• Exercise aim:
Print each of the following items verbatim, keeping every line unchanged.

###

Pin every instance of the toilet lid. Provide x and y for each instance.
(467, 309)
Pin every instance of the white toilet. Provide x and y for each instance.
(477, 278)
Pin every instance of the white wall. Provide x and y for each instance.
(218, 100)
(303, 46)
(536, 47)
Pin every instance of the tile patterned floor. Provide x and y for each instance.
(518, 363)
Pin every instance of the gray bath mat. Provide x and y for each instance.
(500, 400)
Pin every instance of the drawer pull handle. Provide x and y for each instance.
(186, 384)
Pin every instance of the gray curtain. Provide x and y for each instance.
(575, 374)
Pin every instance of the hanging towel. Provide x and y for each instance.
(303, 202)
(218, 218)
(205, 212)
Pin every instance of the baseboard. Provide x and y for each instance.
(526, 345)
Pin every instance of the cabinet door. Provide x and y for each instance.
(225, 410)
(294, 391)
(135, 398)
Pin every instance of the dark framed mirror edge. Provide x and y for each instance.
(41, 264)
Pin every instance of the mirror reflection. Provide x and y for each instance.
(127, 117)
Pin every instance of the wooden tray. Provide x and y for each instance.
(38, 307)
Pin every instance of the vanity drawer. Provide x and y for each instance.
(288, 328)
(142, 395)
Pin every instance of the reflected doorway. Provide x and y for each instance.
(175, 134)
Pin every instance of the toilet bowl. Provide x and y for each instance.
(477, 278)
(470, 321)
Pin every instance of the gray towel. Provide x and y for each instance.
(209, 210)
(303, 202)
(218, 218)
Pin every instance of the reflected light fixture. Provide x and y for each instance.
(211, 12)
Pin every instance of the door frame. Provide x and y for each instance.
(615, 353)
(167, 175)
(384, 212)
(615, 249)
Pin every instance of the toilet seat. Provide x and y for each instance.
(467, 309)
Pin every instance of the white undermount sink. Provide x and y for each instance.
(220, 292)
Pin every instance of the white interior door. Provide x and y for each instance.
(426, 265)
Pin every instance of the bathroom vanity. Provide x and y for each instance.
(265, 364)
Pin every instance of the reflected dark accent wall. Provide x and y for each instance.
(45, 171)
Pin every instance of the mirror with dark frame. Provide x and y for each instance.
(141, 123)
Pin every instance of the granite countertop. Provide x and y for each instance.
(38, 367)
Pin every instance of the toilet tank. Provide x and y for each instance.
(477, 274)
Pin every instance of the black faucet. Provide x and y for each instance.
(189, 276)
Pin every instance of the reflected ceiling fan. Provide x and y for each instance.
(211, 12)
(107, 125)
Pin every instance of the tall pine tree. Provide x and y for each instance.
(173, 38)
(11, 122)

###

• Response to the exercise:
Pin every instance of the toilet lid. Provide x and y for each instance.
(467, 309)
Pin every instance of the white toilet. Provide x and y for each instance.
(477, 278)
Pin every instance of the white wall. Provide x and y for each instance.
(218, 100)
(303, 46)
(536, 47)
Pin every instance of the tile patterned floor. Provide x and y for each instance.
(518, 363)
Pin every instance of the gray bath mat. Provide x and y for each instance.
(500, 400)
Pin every instance of the drawer pull handle. Provide x and y for each instance.
(186, 384)
Pin every instance of the gray curtain. Provide x and y for each instance.
(575, 374)
Pin every instance of the hanging towel. Provide x and y for each instance.
(303, 202)
(218, 218)
(205, 212)
Pin every instance of the baseboard. Provide x and y for each instance.
(526, 345)
Pin every instance of the cabinet door. Provide x and y for each instance.
(225, 410)
(294, 391)
(135, 398)
Pin every instance of the dark framed mirror edge. Provide x and y for each instance.
(41, 264)
Pin every instance of the mirror reflection. Provide x and y for each instance.
(127, 117)
Pin every instance of the wooden tray. Provide x and y for each instance.
(38, 307)
Pin every instance of the vanity drawer. Provide x and y for each instance.
(288, 328)
(142, 395)
Pin every instance of the reflected doorway. Provide x and y for each instance.
(175, 134)
Pin every instance of the toilet bowl. Provide x and y for each instance.
(477, 278)
(470, 321)
Pin every instance of the gray towel. Provide x and y for each instance.
(209, 210)
(303, 202)
(218, 218)
Pin every instance of the reflected light fixture. Provide x and y for each instance.
(211, 12)
Pin every instance of the door frame. Provide x and y for each instance.
(615, 353)
(167, 175)
(384, 212)
(615, 249)
Pin every instance of the toilet seat. Provide x and y for each instance.
(467, 309)
Pin every instance of the white undermount sink. Provide x and y for each instance.
(220, 292)
Pin every instance of the white interior door. Provide x and y for each instance.
(426, 265)
Pin every instance of the bathroom vanity. Provide x and y for each instance.
(265, 364)
Pin every instance of the reflected dark accent wall. Provide x and y for each instance.
(45, 171)
Pin every instance of the mirror with dark frame. Provide x and y for each instance.
(141, 123)
Pin every instance of the granite countertop. Provide x and y for each instance.
(38, 367)
Pin every instance of the toilet tank. Provide x and y for each instance.
(477, 274)
Pin every instance of the black faucet. Provide x and y for each instance.
(189, 276)
Pin every instance of the reflected ceiling fan. Provide x and y for each instance.
(211, 12)
(107, 125)
Pin every instance of the tall pine tree. Provide x and y for each instance.
(173, 38)
(11, 122)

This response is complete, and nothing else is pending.